**How to complete this task:** The records must be returned word for word.

**Provided records:**
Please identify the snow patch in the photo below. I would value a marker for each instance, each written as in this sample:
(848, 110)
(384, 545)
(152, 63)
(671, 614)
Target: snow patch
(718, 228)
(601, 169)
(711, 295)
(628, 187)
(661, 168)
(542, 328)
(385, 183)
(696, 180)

**Reply:**
Please identify the snow patch in the photo below. I would value a marker for each instance, each written as in this sample:
(848, 110)
(384, 545)
(152, 63)
(671, 614)
Target: snow patch
(718, 228)
(601, 169)
(711, 295)
(628, 187)
(661, 168)
(542, 328)
(385, 183)
(696, 180)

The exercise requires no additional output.